### EXERCISE SET
(1) Translate into Spanish the following sentence from the belly entry: "“Belly” is also used as an architectural term at 1 Kings 7:20, referring to a protuberance, a “rounded projection.”"
(2) Reproduce word for word the portion of the belly entry starting at "The front part" and ending at "22:10; Proverbs 30:16.".
TEXT PASSAGE Start Marker
BELLY
[Heb., beʹten].
The front part of the human trunk not enclosed by the ribs, and containing the digestive system, and so forth; generally considered synonymous with the abdomen.
Besides being used to denote the general area of the abdomen (Judg. 3:21, 22; Prov. 13:25), the word is used several times in connection with the formation of a child in its mother’s body. (Gen. 25:23, 24; Job 1:21; Ps. 127:3; Eccl. 11:5; Isa. 44:2; Hos. 9:11) Children are the fruitage of the womb, located in the belly. However, another Hebrew word, reʹhhem (raʹhham), specifically refers to the womb, as can be noted at Job 31:15: “Did not the One making me in the belly make him, and did not just One proceed to prepare us in the womb?”—See also Genesis 49:25; Psalm 22:10; Proverbs 30:16.
“Belly” is also used as an architectural term at 1 Kings 7:20, referring to a protuberance, a “rounded projection.”
In the Christian Greek Scriptures the word koi·liʹa means a “cavity” and is variously rendered “belly” (1 Cor. 6:13; Phil. 3:19), “womb” (Luke 1:15, 41), “intestines” (Matt. 15:17) and “inmost part” (John 7:38), according to the context.
“Belly” is used figuratively to denote fleshly appetite or desire (Rom. 16:18; Phil. 3:19), and as a source of speech or argument. (Job 15:2; 32:19) Jonah referred to himself as being in the common grave of mankind when he said, in the fish’s belly, “Out of the belly of Sheol I cried for help,” because he was as good as dead unless Jehovah would deliver him miraculously.—Jonah 2:2; see BOWELS; WOMB.
TEXT PASSAGE End Marker
GIVEN ENTRIES Start Marker
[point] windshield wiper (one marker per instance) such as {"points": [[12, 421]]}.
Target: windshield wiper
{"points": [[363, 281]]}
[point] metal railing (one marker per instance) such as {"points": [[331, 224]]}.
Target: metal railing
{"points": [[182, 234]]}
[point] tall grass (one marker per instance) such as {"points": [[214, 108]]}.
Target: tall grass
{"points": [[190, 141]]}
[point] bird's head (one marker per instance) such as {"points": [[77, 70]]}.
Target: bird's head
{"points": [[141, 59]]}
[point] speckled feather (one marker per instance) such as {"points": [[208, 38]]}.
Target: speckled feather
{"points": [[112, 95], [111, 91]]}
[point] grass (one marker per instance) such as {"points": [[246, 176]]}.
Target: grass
GIVEN ENTRIES End Marker
### ANSWERS TO THE EXERCISE
(1) «Vientre» también se usa como término arquitectónico en 1 Reyes 7:20, y se refiere a una protuberancia, una «proyección redondeada».

(2)
The front part of the human trunk not enclosed by the ribs, and containing the digestive system, and so forth; generally considered synonymous with the abdomen.
Besides being used to denote the general area of the abdomen (Judg. 3:21, 22; Prov. 13:25), the word is used several times in connection with the formation of a child in its mother’s body. (Gen. 25:23, 24; Job 1:21; Ps. 127:3; Eccl. 11:5; Isa. 44:2; Hos. 9:11) Children are the fruitage of the womb, located in the belly. However, another Hebrew word, reʹhhem (raʹhham), specifically refers to the womb, as can be noted at Job 31:15: “Did not the One making me in the belly make him, and did not just One proceed to prepare us in the womb?”—See also Genesis 49:25; Psalm 22:10; Proverbs 30:16.